# [SUPPLIED ENTRIES]
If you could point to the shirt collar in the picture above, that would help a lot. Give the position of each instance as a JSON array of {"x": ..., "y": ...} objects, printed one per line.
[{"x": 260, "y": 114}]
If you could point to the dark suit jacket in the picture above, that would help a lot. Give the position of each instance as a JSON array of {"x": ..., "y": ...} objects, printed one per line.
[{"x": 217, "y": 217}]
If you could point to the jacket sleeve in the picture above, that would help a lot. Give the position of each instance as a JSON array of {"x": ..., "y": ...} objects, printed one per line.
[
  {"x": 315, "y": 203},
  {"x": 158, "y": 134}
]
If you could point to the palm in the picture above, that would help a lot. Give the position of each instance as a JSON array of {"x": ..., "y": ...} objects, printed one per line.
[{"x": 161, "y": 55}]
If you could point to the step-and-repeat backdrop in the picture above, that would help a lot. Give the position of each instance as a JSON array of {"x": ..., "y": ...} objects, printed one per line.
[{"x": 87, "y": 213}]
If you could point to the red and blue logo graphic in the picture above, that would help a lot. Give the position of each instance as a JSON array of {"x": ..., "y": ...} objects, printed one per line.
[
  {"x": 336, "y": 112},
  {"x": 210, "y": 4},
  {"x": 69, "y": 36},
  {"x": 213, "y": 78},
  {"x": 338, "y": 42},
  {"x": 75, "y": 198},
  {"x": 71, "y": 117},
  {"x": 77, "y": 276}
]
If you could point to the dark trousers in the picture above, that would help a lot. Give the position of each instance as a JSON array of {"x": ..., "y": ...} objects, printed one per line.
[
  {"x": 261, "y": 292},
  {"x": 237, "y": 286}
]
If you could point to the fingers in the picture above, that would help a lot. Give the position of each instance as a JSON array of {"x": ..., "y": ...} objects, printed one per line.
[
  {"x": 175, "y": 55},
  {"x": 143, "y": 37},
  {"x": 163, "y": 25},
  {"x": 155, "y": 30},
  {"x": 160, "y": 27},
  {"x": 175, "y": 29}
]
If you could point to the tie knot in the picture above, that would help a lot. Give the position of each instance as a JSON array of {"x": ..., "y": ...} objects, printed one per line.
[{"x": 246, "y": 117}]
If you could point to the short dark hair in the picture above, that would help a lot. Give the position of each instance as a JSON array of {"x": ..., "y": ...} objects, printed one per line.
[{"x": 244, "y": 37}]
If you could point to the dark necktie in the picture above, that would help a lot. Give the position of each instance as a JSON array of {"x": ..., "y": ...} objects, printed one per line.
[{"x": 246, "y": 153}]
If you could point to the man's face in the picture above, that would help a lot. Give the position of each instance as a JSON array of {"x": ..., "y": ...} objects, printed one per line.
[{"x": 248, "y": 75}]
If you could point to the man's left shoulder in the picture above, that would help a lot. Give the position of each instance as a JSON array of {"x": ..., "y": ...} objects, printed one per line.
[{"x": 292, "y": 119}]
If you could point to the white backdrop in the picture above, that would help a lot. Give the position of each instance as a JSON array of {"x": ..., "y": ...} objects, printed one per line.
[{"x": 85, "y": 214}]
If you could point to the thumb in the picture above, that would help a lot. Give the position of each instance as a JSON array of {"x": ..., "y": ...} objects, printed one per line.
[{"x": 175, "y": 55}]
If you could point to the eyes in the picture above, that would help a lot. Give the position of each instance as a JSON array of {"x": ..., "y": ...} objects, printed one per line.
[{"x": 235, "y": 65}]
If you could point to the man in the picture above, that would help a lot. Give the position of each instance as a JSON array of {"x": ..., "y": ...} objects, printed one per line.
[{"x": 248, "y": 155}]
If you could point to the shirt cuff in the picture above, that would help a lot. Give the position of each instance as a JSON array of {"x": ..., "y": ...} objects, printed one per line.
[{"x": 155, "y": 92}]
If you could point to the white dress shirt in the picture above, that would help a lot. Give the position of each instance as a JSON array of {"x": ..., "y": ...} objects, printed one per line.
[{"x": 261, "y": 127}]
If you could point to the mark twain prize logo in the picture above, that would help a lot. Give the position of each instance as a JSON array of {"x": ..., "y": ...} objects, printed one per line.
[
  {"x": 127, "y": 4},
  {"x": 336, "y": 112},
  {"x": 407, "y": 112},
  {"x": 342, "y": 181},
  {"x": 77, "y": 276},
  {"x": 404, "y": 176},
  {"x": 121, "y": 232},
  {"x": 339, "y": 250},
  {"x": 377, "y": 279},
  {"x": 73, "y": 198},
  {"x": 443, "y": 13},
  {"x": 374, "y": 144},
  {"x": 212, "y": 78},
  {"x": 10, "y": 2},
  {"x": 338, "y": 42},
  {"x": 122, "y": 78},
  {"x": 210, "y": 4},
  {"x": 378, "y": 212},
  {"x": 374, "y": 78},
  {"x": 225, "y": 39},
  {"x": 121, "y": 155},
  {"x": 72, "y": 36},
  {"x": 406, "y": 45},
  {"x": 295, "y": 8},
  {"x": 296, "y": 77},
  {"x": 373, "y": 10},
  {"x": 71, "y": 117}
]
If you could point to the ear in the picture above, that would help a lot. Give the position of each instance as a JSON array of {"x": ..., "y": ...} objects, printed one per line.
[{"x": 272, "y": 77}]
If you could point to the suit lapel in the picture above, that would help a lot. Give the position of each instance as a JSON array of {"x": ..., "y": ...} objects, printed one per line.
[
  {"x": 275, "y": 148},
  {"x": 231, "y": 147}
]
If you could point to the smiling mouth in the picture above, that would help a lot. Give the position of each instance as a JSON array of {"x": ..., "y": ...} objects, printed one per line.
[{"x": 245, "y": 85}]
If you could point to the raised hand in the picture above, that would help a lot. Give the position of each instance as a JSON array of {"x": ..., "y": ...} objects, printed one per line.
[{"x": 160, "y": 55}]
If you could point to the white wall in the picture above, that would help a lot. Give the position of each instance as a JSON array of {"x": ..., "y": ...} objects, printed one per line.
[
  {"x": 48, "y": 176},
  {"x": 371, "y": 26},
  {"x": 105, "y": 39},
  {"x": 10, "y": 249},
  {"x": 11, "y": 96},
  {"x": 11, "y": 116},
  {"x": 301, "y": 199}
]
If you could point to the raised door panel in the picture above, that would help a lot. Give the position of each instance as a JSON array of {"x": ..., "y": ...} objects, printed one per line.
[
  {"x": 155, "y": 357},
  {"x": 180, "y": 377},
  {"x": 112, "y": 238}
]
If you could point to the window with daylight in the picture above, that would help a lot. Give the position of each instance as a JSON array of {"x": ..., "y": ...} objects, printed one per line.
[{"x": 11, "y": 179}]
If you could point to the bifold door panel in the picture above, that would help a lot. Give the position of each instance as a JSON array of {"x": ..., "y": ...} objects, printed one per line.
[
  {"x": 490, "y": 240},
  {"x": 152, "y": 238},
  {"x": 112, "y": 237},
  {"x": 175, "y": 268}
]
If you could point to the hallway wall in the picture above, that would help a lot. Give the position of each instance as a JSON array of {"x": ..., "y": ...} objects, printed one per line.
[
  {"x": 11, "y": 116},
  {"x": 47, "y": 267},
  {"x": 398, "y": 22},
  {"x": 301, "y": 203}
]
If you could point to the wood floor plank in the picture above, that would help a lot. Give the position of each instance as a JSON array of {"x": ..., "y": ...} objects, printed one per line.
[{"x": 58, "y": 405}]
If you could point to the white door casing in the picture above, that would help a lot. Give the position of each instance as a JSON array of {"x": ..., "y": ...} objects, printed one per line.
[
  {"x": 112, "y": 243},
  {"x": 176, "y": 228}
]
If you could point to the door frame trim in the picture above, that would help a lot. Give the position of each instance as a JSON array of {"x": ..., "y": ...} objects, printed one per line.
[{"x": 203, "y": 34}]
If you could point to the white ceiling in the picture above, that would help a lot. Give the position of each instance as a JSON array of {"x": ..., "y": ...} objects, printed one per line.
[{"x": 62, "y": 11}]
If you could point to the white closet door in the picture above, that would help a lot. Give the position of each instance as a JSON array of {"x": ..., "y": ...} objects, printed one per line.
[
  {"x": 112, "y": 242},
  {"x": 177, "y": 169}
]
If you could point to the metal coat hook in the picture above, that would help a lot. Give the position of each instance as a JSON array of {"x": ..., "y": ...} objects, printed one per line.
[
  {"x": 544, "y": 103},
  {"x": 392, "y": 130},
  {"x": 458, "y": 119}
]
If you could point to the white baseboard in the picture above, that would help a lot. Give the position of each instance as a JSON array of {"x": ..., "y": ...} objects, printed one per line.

# [OBJECTIVE]
Locate the line that contains "If you could point to the white door". Repeat it and every line after it, up to and including the final line, exactly.

# [ANSWER FOR THIS EXERCISE]
If you could point to the white door casing in the picture above, that would help a lot. Give the position of each instance as a JSON array of {"x": ..., "y": ...} objects, printed one per line.
[
  {"x": 112, "y": 243},
  {"x": 176, "y": 228}
]
If you could point to the door frame trim in the picture above, that would help a lot. Give the position of each instance as a JSON array of {"x": ..., "y": ...} objects, printed one per line.
[{"x": 203, "y": 34}]
If you could point to the white ceiling in the picture above, that would help a lot. Give the position of each instance as a JSON array of {"x": ..., "y": ...} objects, printed one per line.
[{"x": 62, "y": 11}]
If you could point to the white closet door in the picture above, that would help a lot. Give the position of each instance as a JSON array of {"x": ..., "y": ...} objects, printed one per line.
[
  {"x": 112, "y": 242},
  {"x": 177, "y": 169}
]
If you could point to the metal coat hook in the picture above, that would help a lot. Give the position of each instance as a JSON array of {"x": ..., "y": ...} objects, printed one per line.
[
  {"x": 544, "y": 103},
  {"x": 392, "y": 130},
  {"x": 458, "y": 119}
]
If you could point to the white baseboard in the picture above, that would help a lot. Give the position of each instance as a JSON array of {"x": ..., "y": ...} objects, printed one per line.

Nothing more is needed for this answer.